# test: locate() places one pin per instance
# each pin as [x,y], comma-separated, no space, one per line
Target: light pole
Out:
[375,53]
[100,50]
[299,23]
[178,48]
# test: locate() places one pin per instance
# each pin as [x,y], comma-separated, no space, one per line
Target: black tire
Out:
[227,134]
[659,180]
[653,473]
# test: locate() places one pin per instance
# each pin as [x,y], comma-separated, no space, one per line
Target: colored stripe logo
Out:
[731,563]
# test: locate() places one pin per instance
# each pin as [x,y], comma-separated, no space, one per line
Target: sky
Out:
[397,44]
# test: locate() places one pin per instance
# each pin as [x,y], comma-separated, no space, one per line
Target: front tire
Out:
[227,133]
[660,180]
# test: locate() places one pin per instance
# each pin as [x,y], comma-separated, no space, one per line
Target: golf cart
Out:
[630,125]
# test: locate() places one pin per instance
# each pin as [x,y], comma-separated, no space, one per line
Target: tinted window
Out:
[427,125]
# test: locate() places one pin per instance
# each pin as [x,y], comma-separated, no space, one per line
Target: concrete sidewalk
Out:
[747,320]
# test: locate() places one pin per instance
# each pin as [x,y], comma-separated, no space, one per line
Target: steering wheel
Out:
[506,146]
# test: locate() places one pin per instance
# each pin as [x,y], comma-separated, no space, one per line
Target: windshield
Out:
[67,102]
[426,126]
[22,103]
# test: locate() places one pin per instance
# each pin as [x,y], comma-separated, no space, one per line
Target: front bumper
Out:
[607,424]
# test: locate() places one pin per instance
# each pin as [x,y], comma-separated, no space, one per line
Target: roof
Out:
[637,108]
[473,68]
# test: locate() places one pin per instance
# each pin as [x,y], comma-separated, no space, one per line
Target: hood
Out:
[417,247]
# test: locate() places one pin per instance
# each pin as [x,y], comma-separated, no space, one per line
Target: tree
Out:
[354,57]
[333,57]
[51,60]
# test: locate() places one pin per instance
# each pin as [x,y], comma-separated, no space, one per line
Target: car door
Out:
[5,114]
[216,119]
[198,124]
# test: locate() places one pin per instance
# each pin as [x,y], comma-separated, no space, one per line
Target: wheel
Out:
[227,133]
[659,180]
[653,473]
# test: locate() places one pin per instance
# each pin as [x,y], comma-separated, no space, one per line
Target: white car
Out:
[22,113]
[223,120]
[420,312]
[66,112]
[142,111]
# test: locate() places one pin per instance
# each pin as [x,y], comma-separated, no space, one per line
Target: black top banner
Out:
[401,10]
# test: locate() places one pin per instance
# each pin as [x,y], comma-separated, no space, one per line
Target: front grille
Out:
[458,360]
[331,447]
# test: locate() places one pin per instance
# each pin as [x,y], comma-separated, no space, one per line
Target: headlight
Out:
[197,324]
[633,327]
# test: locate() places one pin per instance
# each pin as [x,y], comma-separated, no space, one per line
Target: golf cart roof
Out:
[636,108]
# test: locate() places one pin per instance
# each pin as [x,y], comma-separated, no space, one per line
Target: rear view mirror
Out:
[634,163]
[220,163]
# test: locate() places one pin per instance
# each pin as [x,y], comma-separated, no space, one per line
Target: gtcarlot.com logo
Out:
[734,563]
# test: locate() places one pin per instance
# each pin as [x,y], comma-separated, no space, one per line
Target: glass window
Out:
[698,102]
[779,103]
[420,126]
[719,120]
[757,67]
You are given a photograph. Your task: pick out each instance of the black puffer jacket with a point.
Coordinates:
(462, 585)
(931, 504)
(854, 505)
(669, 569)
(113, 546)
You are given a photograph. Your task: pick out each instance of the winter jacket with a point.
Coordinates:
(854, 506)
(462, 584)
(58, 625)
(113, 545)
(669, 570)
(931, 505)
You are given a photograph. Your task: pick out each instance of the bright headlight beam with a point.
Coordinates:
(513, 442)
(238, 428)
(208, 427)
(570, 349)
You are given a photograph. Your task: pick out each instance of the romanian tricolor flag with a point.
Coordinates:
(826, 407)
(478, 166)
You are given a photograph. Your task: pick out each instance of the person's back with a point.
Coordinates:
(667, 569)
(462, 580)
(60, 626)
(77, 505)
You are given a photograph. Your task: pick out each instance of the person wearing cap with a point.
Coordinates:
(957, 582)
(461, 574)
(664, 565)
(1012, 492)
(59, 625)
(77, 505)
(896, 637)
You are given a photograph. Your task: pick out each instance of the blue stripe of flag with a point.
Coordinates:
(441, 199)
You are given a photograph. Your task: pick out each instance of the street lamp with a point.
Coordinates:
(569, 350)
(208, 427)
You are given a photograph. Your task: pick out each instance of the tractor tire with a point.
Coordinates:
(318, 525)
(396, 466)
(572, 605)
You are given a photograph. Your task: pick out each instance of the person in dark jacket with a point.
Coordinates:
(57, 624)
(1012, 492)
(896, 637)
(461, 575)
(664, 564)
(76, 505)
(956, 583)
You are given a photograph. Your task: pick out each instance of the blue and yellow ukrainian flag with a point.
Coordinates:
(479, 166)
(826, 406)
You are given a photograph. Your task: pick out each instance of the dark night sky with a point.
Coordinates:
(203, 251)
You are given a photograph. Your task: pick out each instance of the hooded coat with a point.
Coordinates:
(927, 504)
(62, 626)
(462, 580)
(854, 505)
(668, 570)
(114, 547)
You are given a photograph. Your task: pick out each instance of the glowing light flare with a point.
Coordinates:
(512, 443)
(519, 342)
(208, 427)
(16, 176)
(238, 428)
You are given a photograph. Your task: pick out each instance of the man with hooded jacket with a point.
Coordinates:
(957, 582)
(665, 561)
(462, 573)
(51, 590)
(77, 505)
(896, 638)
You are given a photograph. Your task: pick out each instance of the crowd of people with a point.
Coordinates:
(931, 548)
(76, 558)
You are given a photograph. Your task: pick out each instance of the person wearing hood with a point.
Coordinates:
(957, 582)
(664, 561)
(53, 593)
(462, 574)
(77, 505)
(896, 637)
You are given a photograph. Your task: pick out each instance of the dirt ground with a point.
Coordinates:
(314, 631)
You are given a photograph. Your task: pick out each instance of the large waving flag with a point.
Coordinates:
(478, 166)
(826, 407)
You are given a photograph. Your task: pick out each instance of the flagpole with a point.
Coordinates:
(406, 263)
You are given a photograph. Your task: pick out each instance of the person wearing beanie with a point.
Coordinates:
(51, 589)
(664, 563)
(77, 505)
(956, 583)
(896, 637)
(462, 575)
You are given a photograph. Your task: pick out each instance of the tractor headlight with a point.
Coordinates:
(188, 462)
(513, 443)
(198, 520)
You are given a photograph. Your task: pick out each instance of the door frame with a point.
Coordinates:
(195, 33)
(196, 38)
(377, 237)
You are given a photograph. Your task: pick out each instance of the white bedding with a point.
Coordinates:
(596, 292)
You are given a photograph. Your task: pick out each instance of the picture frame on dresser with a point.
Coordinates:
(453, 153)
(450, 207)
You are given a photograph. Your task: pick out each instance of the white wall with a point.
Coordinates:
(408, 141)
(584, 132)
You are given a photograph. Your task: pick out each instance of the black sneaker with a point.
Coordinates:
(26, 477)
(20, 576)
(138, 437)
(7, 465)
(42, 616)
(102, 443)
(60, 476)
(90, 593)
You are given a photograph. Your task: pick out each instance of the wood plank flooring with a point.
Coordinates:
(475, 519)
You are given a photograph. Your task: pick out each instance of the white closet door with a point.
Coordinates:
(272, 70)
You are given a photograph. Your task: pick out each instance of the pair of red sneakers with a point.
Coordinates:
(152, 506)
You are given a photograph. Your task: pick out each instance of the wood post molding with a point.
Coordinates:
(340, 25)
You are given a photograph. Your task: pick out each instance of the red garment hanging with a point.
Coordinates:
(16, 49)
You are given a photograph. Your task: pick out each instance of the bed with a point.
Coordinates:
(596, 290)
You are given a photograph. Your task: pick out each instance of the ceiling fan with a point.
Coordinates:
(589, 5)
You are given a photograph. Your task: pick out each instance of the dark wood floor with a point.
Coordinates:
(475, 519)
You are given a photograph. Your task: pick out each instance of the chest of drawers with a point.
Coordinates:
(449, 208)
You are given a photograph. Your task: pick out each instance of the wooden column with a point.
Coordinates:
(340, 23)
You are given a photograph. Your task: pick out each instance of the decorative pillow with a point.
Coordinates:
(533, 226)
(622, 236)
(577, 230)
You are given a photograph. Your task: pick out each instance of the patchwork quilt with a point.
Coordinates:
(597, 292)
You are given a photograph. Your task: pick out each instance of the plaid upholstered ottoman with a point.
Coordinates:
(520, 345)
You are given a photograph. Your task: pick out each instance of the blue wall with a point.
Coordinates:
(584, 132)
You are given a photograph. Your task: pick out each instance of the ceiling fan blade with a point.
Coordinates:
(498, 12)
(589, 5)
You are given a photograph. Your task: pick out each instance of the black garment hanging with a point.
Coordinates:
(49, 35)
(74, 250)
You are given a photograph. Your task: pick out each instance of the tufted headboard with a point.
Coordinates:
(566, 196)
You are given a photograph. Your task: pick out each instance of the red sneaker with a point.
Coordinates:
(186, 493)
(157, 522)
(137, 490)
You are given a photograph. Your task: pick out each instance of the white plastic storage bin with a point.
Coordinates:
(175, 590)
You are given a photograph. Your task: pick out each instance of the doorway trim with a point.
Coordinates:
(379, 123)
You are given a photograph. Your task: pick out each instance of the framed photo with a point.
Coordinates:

### SHORT TASK
The line containing "quilt with a point." marks the start; retype it and each line after it through the end of the records above, exactly.

### COMPLETE OUTPUT
You are given a photograph. Your task: pick out each instance of the patchwork quilt with a point.
Coordinates:
(597, 292)
You are given a photograph. Your task: pick out each instance of the plaid upholstered ottoman with a point.
Coordinates:
(520, 345)
You are given a photograph. Your task: pick out each instance of the blue wall with a point.
Coordinates:
(584, 132)
You are given a photograph. Your task: pick out each instance of the ceiling fan blade with a point.
Coordinates:
(498, 12)
(589, 5)
You are given a photograph. Your task: pick out each instance of the black garment hanging with a point.
Coordinates:
(49, 35)
(74, 250)
You are given a photograph. Your task: pick out each instance of the tufted headboard with a point.
Coordinates:
(566, 196)
You are given a photograph. Your task: pick out each instance of the red sneaker with a point.
Coordinates:
(186, 493)
(157, 522)
(137, 490)
You are given a photograph. Your task: pick out each instance of the white plastic storage bin with a point.
Coordinates:
(175, 590)
You are given a photograph. Your task: pick out each instance of the doorway trim with a point.
Coordinates:
(379, 123)
You are given a photograph. Your task: pick out each instance of the framed photo with a point.
Coordinates:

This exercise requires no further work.